### Records
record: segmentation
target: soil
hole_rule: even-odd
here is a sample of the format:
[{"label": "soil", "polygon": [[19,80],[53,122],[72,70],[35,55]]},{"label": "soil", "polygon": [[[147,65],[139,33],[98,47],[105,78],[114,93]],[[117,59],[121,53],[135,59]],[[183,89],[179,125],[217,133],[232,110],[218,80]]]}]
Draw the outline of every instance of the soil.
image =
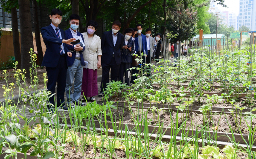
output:
[{"label": "soil", "polygon": [[[160,108],[159,108],[160,109]],[[114,121],[116,122],[122,122],[123,123],[134,124],[135,122],[139,122],[141,119],[140,114],[143,112],[144,114],[147,113],[147,119],[149,123],[149,125],[157,126],[163,124],[163,126],[167,127],[172,124],[175,125],[176,124],[176,117],[177,113],[169,112],[168,110],[161,110],[157,112],[157,109],[152,112],[151,110],[136,109],[131,108],[131,111],[127,107],[118,107],[116,109],[111,110],[112,116]],[[178,113],[178,125],[179,127],[185,121],[186,117],[187,117],[185,128],[192,128],[195,129],[197,126],[198,130],[202,129],[203,125],[208,127],[211,130],[215,127],[218,127],[217,131],[223,133],[230,133],[230,125],[234,133],[240,133],[239,127],[241,128],[241,131],[242,134],[247,134],[248,127],[247,124],[250,125],[250,121],[247,121],[247,124],[245,122],[244,117],[242,116],[241,124],[240,123],[240,117],[239,114],[236,116],[235,114],[224,115],[214,114],[205,115],[199,114],[195,113],[191,113],[186,114],[186,110],[183,113]],[[107,114],[109,115],[109,113]],[[158,118],[159,117],[159,118]],[[103,115],[98,117],[100,120],[104,121],[104,117]],[[97,120],[95,118],[95,120]],[[107,119],[111,121],[111,119],[109,116],[107,117]],[[237,121],[236,123],[236,121]],[[204,121],[205,121],[204,122]],[[241,125],[241,126],[240,126]],[[252,122],[252,128],[253,129],[256,126],[256,119],[253,119]]]}]

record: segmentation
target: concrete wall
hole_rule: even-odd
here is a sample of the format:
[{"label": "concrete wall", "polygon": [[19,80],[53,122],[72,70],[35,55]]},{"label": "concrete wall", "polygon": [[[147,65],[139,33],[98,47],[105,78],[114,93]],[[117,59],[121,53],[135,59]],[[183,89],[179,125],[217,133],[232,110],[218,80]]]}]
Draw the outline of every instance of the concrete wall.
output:
[{"label": "concrete wall", "polygon": [[[14,56],[13,51],[13,39],[12,32],[2,31],[3,36],[0,38],[1,40],[1,49],[0,49],[0,61],[6,62],[8,60],[8,57]],[[35,34],[33,34],[33,41],[34,43],[34,50],[37,51],[35,44]],[[43,38],[41,37],[41,44],[43,49],[43,52],[44,54],[46,46],[43,41]]]}]

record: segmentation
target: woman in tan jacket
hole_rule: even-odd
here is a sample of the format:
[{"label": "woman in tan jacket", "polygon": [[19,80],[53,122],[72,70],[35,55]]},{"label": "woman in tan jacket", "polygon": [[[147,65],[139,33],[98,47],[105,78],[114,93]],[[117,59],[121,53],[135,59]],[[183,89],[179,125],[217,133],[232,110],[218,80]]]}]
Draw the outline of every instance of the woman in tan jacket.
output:
[{"label": "woman in tan jacket", "polygon": [[[88,67],[83,70],[83,82],[81,95],[84,95],[81,101],[90,97],[89,101],[96,100],[93,96],[98,95],[98,74],[97,69],[101,66],[101,42],[100,38],[94,34],[98,23],[90,20],[87,25],[87,32],[82,33],[84,39],[85,49],[82,52],[84,59],[88,62]],[[85,97],[85,98],[84,98]]]}]

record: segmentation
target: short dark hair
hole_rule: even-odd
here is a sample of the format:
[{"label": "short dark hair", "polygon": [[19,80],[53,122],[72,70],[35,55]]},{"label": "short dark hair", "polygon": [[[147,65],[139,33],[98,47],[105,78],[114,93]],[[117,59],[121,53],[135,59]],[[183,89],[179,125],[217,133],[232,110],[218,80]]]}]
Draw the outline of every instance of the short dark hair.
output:
[{"label": "short dark hair", "polygon": [[125,30],[125,34],[126,33],[132,33],[134,30],[131,28],[127,28]]},{"label": "short dark hair", "polygon": [[59,14],[61,17],[62,16],[62,12],[60,10],[60,9],[55,8],[54,9],[52,9],[52,10],[51,11],[51,16],[52,16],[52,15],[55,15],[57,14]]},{"label": "short dark hair", "polygon": [[70,20],[72,20],[73,19],[76,19],[77,20],[79,20],[80,21],[80,16],[76,14],[71,14],[70,16]]},{"label": "short dark hair", "polygon": [[160,38],[162,38],[162,34],[161,34],[160,33],[157,33],[157,34],[156,34],[155,36],[157,36],[158,35],[160,35]]},{"label": "short dark hair", "polygon": [[119,27],[121,27],[121,23],[119,20],[115,20],[112,23],[112,26],[114,25],[116,25],[117,26],[119,26]]},{"label": "short dark hair", "polygon": [[147,29],[146,29],[146,32],[148,32],[148,31],[150,31],[150,32],[152,33],[152,30],[151,30],[151,29],[150,29],[150,28],[147,28]]},{"label": "short dark hair", "polygon": [[142,25],[141,25],[141,24],[138,24],[136,25],[136,28],[137,28],[137,27],[140,26],[141,27],[141,28],[143,28]]},{"label": "short dark hair", "polygon": [[87,22],[87,24],[86,24],[86,29],[87,29],[89,26],[93,26],[95,28],[95,29],[96,29],[97,28],[98,28],[98,23],[95,20],[90,20]]},{"label": "short dark hair", "polygon": [[132,29],[134,31],[134,32],[138,31],[138,29],[136,28],[133,28]]}]

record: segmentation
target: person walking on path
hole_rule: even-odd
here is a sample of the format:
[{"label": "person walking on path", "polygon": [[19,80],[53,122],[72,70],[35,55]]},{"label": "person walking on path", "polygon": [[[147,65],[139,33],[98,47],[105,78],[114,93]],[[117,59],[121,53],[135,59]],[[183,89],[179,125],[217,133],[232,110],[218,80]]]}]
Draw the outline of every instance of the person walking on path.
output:
[{"label": "person walking on path", "polygon": [[111,69],[111,81],[117,81],[121,64],[121,49],[122,48],[125,36],[118,32],[121,28],[121,23],[114,21],[112,30],[104,32],[101,39],[102,53],[102,76],[100,84],[101,91],[99,97],[104,96],[107,84],[109,82],[109,71]]},{"label": "person walking on path", "polygon": [[184,55],[186,56],[188,53],[188,46],[186,46],[186,44],[185,44],[184,46]]},{"label": "person walking on path", "polygon": [[[150,28],[146,29],[146,38],[147,40],[147,49],[148,50],[148,56],[146,58],[146,63],[151,64],[151,59],[153,56],[153,47],[154,47],[154,38],[150,36],[151,30]],[[150,76],[151,74],[151,67],[150,66],[147,67],[147,76]]]},{"label": "person walking on path", "polygon": [[[146,36],[141,33],[143,29],[142,25],[140,24],[138,24],[136,25],[136,28],[138,29],[137,33],[138,37],[135,38],[134,40],[134,45],[135,46],[136,51],[138,56],[140,58],[141,58],[142,60],[142,64],[141,66],[143,67],[146,61],[146,58],[148,55],[148,51],[147,48],[147,40]],[[137,73],[139,72],[138,70],[133,69],[131,73],[132,75]],[[137,79],[137,76],[136,75],[133,76],[131,78],[131,83],[134,84],[134,80]]]},{"label": "person walking on path", "polygon": [[121,50],[121,58],[122,63],[119,70],[119,75],[118,75],[118,80],[120,81],[123,84],[124,73],[125,81],[125,83],[128,86],[130,86],[130,69],[131,68],[131,63],[132,60],[132,54],[134,51],[134,43],[131,37],[133,30],[131,28],[128,28],[125,31],[125,40],[123,44],[122,49]]},{"label": "person walking on path", "polygon": [[157,33],[155,37],[154,46],[156,46],[156,43],[157,43],[156,49],[155,52],[155,58],[157,62],[159,61],[159,55],[160,52],[162,52],[162,41],[160,40],[162,38],[162,35],[160,33]]},{"label": "person walking on path", "polygon": [[82,33],[84,39],[85,49],[83,52],[84,61],[88,62],[87,68],[84,68],[81,101],[96,100],[93,96],[98,95],[97,69],[101,66],[101,42],[100,38],[94,34],[98,25],[94,20],[90,20],[86,25],[87,32]]},{"label": "person walking on path", "polygon": [[[52,20],[50,25],[41,29],[42,37],[46,46],[42,66],[45,66],[47,72],[47,89],[52,93],[55,93],[58,82],[56,101],[58,110],[67,111],[68,108],[65,106],[64,98],[67,69],[66,57],[72,57],[72,53],[67,49],[67,44],[72,46],[70,43],[75,41],[75,39],[66,40],[65,32],[59,28],[58,25],[62,19],[62,12],[60,9],[52,9],[49,17]],[[49,100],[51,104],[47,105],[48,111],[53,113],[52,106],[55,105],[54,95]]]},{"label": "person walking on path", "polygon": [[[81,36],[83,42],[84,38],[81,33],[78,32],[77,29],[79,26],[80,17],[76,14],[70,16],[70,27],[65,31],[66,38],[76,38]],[[72,52],[72,57],[67,57],[67,82],[66,84],[66,96],[67,105],[72,107],[76,105],[84,106],[84,103],[79,101],[81,94],[81,86],[83,75],[83,67],[84,66],[84,61],[82,52],[84,50],[84,46],[81,44],[73,46],[68,45],[67,48]],[[72,84],[74,83],[74,92],[71,90]]]},{"label": "person walking on path", "polygon": [[172,58],[173,58],[173,55],[174,55],[174,47],[173,46],[173,43],[172,43],[172,45],[171,46],[171,52],[172,52]]},{"label": "person walking on path", "polygon": [[[176,43],[173,45],[173,47],[174,48],[175,52],[174,62],[176,63],[177,62],[177,58],[178,58],[180,56],[180,40],[179,39],[177,39]],[[174,66],[176,66],[176,64],[175,64]]]}]

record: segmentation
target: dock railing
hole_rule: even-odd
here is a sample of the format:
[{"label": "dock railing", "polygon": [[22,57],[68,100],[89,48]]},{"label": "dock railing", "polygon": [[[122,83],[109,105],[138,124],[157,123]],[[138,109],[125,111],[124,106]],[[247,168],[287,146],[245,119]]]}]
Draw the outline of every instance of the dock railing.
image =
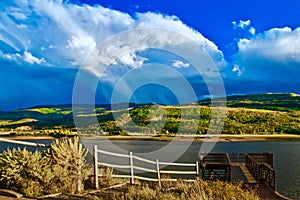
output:
[{"label": "dock railing", "polygon": [[[272,187],[273,190],[276,190],[276,172],[275,169],[271,167],[273,166],[273,160],[271,163],[271,156],[257,157],[257,155],[254,156],[256,156],[256,158],[258,158],[259,161],[257,161],[252,154],[246,154],[246,167],[258,181],[265,181]],[[266,161],[268,162],[265,163]]]},{"label": "dock railing", "polygon": [[228,153],[200,154],[202,179],[231,181],[231,160]]},{"label": "dock railing", "polygon": [[[99,157],[99,154],[105,154],[108,156],[111,156],[111,158],[119,157],[119,158],[125,158],[128,159],[129,164],[124,165],[124,164],[113,164],[113,163],[108,163],[108,162],[103,162],[101,161],[101,157]],[[142,167],[138,166],[135,164],[135,162],[139,163],[144,163],[147,165],[152,165],[152,168],[148,167]],[[185,167],[193,167],[194,170],[164,170],[162,166],[175,166],[175,167],[180,167],[185,168]],[[162,174],[166,175],[171,175],[171,174],[176,174],[176,175],[195,175],[199,176],[199,165],[198,161],[195,163],[170,163],[170,162],[161,162],[158,159],[155,161],[153,160],[148,160],[145,158],[141,158],[139,156],[133,155],[132,152],[127,154],[120,154],[120,153],[113,153],[109,151],[104,151],[98,149],[97,145],[94,145],[94,177],[95,177],[95,189],[98,189],[99,187],[99,177],[103,177],[103,174],[99,173],[99,167],[108,167],[112,169],[119,169],[119,174],[111,174],[112,178],[128,178],[130,179],[130,183],[134,184],[135,179],[137,180],[145,180],[145,181],[154,181],[158,182],[159,187],[161,187],[161,183],[163,181],[178,181],[179,179],[177,178],[162,178]],[[128,170],[129,173],[122,173],[122,170]],[[150,173],[154,174],[156,178],[153,177],[147,177],[140,175],[142,173],[137,173],[139,172],[144,172],[144,173]],[[183,181],[194,181],[193,179],[181,179]]]}]

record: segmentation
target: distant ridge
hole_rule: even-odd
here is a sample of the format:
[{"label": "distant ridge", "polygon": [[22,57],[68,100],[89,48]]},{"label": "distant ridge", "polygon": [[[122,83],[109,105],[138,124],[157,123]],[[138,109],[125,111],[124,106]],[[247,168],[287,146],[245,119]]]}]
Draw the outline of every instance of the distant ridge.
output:
[{"label": "distant ridge", "polygon": [[[223,100],[215,98],[214,101]],[[245,107],[267,110],[300,110],[300,95],[296,93],[262,93],[233,95],[226,97],[228,107]],[[198,101],[199,105],[210,105],[211,99]]]}]

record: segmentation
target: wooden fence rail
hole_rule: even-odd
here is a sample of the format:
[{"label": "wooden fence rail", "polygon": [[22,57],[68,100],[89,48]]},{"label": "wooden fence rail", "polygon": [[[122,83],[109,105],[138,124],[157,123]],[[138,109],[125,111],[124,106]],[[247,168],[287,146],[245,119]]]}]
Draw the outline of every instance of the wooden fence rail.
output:
[{"label": "wooden fence rail", "polygon": [[[99,158],[99,154],[105,154],[108,156],[113,157],[121,157],[121,158],[127,158],[129,159],[129,165],[121,165],[121,164],[112,164],[101,161]],[[146,163],[147,165],[152,165],[153,168],[147,168],[135,165],[135,160],[139,161],[141,163]],[[133,184],[135,179],[138,180],[145,180],[145,181],[155,181],[158,182],[158,185],[161,187],[162,181],[177,181],[178,179],[175,178],[162,178],[161,174],[176,174],[176,175],[195,175],[199,176],[199,165],[198,161],[195,163],[170,163],[170,162],[160,162],[158,159],[155,161],[148,160],[145,158],[141,158],[138,156],[133,155],[132,152],[129,153],[129,155],[126,154],[119,154],[119,153],[113,153],[109,151],[104,151],[98,149],[97,145],[94,145],[94,176],[95,176],[95,188],[98,189],[99,187],[99,176],[101,177],[102,174],[99,174],[99,167],[110,167],[113,169],[128,169],[130,170],[129,174],[112,174],[111,177],[113,178],[129,178],[130,183]],[[163,170],[161,166],[177,166],[177,167],[194,167],[195,170]],[[156,178],[146,177],[142,175],[137,175],[136,171],[142,171],[144,173],[151,173],[156,176]],[[191,179],[183,179],[183,181],[194,181]]]}]

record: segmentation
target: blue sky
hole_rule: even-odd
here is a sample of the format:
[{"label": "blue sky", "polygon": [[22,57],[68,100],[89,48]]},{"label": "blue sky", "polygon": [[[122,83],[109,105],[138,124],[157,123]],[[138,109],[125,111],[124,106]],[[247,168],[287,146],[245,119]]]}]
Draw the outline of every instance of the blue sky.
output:
[{"label": "blue sky", "polygon": [[[299,8],[295,0],[2,1],[0,110],[71,103],[76,74],[93,48],[114,34],[146,27],[195,38],[216,63],[228,95],[300,93]],[[107,70],[97,103],[109,103],[118,78],[151,60],[178,70],[198,98],[207,97],[203,80],[189,63],[144,50]],[[90,76],[99,78],[95,69]],[[163,87],[142,88],[134,101],[176,102]]]}]

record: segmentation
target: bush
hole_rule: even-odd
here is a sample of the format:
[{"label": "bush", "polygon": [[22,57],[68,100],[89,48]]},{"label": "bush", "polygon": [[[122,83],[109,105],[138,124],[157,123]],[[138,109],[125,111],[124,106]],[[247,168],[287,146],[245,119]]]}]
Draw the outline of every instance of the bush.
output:
[{"label": "bush", "polygon": [[49,167],[48,158],[39,151],[8,149],[0,156],[0,181],[25,196],[39,196],[52,178]]},{"label": "bush", "polygon": [[130,187],[125,194],[114,194],[108,199],[127,199],[127,200],[259,200],[253,191],[242,189],[242,185],[216,181],[206,182],[196,180],[193,183],[177,182],[171,188],[151,188],[148,185]]},{"label": "bush", "polygon": [[90,171],[86,155],[78,137],[57,140],[44,152],[8,149],[0,154],[0,182],[29,197],[81,192]]}]

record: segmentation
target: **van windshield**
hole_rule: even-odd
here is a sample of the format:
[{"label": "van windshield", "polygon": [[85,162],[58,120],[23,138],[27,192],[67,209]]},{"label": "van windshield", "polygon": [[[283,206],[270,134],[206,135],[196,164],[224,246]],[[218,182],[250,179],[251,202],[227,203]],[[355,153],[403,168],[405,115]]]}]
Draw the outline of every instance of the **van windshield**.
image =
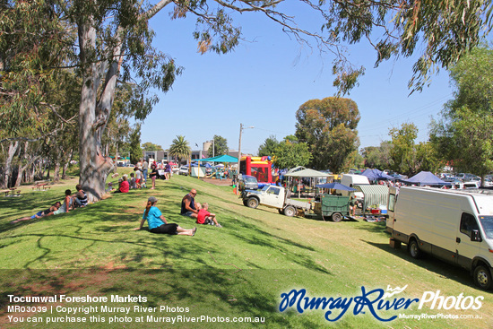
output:
[{"label": "van windshield", "polygon": [[480,221],[486,234],[486,238],[493,239],[493,216],[480,216]]}]

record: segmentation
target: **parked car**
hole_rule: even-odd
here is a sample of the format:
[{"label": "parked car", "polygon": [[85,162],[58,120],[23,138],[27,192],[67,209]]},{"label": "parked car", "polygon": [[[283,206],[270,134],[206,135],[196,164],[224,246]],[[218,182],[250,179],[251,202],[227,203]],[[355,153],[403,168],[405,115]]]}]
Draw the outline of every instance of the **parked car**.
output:
[{"label": "parked car", "polygon": [[187,176],[188,175],[188,166],[181,166],[179,170],[178,170],[178,174]]},{"label": "parked car", "polygon": [[258,189],[258,181],[254,176],[242,175],[238,185],[240,191]]},{"label": "parked car", "polygon": [[243,204],[250,208],[256,208],[259,204],[276,208],[279,213],[293,217],[298,214],[305,215],[305,212],[311,209],[309,202],[290,199],[286,189],[282,186],[266,185],[260,191],[246,190],[242,194]]}]

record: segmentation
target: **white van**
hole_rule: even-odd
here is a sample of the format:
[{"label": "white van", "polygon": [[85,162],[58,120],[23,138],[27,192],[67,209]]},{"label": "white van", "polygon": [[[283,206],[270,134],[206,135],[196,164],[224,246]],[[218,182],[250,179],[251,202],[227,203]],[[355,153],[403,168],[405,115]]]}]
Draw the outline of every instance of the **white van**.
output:
[{"label": "white van", "polygon": [[462,266],[480,288],[491,288],[493,195],[431,187],[397,193],[391,187],[388,214],[391,246],[403,242],[413,258],[424,252]]}]

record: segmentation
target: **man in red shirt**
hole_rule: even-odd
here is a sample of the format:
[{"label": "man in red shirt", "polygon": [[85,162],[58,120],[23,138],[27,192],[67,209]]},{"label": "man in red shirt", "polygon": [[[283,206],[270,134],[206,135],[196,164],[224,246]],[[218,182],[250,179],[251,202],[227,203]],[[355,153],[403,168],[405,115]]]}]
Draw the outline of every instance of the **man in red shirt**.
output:
[{"label": "man in red shirt", "polygon": [[[200,203],[197,203],[197,206]],[[202,203],[202,206],[199,207],[199,213],[197,214],[197,224],[208,224],[208,225],[213,225],[214,223],[218,228],[221,228],[222,226],[218,223],[218,221],[216,220],[216,214],[211,213],[207,210],[209,209],[209,204],[207,203]]]}]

### Description of the task
Report how many of the lines above contain the string "white". Reply with the number alone.

### Reply to the task
4